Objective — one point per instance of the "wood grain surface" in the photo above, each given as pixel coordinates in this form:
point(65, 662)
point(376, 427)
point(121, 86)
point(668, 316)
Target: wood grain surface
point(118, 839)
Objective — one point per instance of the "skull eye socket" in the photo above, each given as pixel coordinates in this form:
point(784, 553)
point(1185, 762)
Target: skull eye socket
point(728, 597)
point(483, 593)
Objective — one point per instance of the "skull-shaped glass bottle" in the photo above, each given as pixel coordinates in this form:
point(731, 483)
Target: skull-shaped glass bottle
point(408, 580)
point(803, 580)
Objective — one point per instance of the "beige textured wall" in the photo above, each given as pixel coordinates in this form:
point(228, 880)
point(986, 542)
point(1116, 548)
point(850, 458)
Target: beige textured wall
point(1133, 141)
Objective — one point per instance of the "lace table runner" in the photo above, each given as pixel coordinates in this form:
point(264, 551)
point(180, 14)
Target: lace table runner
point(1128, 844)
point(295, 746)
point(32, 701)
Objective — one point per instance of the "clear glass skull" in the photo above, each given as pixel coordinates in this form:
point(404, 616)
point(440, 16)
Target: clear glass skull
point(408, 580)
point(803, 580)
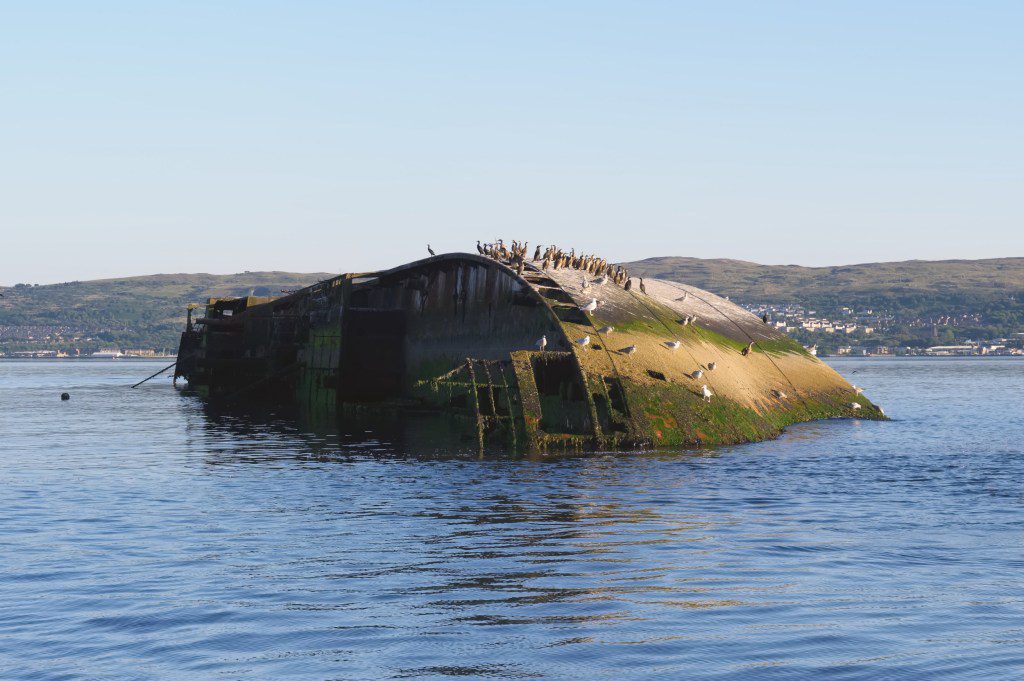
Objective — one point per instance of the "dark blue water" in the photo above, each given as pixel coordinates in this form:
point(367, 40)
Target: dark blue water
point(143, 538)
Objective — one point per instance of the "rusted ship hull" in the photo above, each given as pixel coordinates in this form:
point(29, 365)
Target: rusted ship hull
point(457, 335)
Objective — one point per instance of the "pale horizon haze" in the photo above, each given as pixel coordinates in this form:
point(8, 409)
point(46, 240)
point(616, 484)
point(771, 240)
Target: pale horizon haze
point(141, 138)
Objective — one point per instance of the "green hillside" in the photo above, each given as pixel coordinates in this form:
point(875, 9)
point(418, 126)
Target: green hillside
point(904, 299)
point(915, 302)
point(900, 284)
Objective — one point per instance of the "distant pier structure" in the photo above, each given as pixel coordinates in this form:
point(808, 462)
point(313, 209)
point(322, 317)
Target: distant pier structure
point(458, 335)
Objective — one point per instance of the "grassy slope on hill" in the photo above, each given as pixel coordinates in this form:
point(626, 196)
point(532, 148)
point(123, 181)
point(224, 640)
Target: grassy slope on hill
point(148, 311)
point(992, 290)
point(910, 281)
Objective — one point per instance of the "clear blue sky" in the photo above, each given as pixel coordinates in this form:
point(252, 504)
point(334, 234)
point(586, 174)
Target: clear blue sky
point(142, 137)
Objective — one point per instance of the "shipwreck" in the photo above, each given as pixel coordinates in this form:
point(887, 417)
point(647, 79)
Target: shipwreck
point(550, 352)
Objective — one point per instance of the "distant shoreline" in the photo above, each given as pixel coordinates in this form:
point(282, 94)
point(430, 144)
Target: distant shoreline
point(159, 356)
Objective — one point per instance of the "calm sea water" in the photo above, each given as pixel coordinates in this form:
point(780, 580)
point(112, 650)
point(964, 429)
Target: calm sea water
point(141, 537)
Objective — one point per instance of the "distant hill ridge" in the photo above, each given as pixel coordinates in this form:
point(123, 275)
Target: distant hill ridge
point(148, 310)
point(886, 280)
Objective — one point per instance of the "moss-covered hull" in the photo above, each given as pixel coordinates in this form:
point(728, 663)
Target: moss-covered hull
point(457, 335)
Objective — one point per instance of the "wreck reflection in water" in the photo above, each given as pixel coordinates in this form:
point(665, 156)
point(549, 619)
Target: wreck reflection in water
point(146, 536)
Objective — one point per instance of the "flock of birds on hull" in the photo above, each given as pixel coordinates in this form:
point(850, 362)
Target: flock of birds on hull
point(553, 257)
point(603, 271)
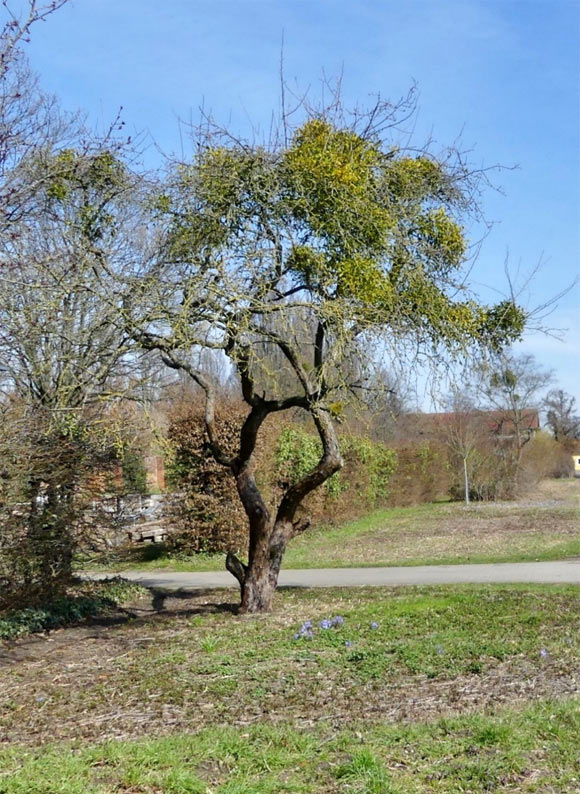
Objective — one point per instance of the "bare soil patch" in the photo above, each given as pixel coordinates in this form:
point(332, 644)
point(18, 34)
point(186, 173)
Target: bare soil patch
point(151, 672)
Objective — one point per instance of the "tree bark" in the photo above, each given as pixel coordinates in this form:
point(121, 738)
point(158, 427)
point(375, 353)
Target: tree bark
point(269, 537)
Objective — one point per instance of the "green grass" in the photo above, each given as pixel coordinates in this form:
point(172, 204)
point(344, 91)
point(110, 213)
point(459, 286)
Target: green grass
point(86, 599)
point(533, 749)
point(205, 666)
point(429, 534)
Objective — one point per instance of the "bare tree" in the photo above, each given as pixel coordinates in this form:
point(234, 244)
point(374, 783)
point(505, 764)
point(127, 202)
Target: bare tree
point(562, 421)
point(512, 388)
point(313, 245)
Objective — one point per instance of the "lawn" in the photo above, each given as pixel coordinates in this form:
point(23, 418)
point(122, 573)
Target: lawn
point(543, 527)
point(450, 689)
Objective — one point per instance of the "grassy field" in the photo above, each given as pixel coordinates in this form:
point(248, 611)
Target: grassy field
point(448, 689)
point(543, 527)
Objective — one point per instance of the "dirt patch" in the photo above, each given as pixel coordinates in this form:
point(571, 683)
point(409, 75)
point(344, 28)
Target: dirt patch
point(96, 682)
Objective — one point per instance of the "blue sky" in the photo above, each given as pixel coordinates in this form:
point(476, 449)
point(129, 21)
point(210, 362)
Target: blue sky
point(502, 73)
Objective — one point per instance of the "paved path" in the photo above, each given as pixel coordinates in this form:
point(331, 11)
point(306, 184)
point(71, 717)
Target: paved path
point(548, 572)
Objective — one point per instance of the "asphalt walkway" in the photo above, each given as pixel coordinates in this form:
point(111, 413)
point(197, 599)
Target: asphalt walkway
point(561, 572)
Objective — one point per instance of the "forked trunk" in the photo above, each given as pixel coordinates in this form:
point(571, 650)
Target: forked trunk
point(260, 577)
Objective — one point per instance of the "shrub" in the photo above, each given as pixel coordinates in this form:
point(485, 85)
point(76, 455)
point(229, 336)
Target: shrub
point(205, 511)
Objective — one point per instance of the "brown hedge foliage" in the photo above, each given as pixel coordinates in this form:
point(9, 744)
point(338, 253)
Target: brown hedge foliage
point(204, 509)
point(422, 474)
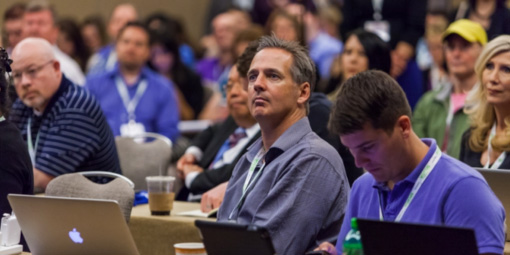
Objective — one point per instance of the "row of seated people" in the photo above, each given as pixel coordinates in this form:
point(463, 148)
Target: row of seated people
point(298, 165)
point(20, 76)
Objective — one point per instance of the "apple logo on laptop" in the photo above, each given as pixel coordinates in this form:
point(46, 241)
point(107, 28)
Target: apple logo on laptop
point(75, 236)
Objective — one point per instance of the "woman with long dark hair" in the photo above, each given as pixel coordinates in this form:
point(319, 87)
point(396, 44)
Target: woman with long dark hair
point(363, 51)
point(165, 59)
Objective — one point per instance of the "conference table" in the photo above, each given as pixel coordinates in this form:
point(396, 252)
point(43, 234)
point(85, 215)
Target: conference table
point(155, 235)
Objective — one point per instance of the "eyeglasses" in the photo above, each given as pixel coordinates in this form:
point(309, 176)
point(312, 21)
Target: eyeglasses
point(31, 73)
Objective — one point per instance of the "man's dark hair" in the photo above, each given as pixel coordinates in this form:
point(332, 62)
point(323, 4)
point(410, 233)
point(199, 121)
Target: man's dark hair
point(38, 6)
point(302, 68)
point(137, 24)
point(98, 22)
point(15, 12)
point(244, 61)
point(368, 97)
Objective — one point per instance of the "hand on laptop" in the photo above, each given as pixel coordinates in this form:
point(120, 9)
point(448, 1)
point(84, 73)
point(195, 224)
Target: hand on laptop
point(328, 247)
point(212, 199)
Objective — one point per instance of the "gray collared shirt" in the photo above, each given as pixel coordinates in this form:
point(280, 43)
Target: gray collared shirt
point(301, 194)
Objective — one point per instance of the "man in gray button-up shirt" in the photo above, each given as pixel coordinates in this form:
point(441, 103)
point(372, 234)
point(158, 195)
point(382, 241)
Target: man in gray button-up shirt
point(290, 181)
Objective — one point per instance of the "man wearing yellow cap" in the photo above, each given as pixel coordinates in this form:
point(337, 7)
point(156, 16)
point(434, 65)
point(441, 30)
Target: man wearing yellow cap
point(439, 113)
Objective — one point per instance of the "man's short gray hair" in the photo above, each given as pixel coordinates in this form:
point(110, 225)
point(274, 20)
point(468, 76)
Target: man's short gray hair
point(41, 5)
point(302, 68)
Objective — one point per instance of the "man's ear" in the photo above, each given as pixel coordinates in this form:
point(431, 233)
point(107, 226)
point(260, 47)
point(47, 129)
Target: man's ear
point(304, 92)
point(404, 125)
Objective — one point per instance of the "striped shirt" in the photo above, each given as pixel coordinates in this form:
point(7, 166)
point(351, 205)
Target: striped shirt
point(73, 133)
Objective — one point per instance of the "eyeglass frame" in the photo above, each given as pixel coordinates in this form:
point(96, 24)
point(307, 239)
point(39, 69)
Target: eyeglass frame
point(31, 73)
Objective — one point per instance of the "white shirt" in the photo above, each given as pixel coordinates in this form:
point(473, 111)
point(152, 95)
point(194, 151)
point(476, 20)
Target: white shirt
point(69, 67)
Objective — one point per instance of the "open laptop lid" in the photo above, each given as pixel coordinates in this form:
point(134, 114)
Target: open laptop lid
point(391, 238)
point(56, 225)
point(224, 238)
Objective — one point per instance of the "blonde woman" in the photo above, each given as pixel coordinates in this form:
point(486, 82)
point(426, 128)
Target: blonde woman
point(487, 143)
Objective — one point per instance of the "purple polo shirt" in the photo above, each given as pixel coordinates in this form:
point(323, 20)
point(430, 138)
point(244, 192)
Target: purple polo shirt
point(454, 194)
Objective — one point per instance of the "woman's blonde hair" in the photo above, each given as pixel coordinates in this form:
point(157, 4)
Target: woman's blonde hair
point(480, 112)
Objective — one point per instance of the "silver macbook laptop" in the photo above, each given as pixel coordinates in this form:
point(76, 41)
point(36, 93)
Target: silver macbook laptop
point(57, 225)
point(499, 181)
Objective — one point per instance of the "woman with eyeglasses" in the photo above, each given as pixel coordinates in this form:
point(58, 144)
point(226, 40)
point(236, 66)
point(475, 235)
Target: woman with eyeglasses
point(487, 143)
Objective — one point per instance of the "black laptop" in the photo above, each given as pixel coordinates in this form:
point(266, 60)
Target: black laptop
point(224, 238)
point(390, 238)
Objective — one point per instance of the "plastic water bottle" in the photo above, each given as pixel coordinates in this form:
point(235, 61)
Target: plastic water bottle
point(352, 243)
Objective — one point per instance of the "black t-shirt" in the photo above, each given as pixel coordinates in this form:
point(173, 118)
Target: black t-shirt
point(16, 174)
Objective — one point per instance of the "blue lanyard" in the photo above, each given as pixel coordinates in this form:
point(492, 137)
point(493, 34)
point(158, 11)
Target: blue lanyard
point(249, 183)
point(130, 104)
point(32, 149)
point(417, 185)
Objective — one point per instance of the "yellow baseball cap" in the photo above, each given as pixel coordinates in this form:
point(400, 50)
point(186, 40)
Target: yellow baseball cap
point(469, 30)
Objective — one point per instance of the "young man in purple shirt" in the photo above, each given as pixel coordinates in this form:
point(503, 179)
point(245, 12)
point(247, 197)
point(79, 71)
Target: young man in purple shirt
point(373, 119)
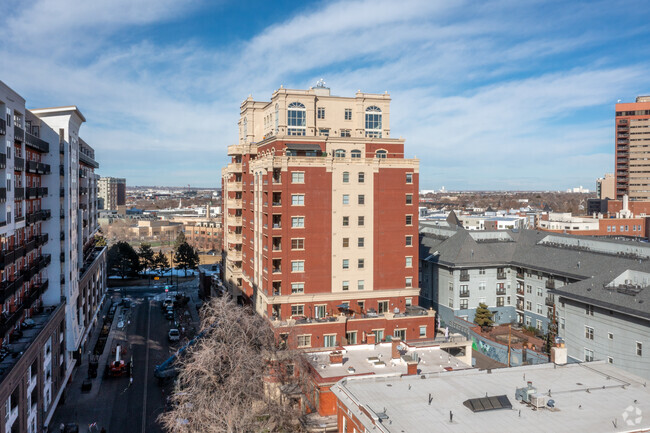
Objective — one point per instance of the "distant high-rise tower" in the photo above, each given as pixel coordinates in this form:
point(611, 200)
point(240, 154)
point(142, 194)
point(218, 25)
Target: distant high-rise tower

STATED GOAL: Echo the records from their first line through the line containing "point(118, 839)", both ends included, copying each line word for word.

RESULT:
Objective — one point per instance of the "wood grain surface" in the photo above, each given as pixel coordinates in this form:
point(65, 662)
point(376, 427)
point(121, 86)
point(668, 316)
Target: wood grain surface
point(118, 839)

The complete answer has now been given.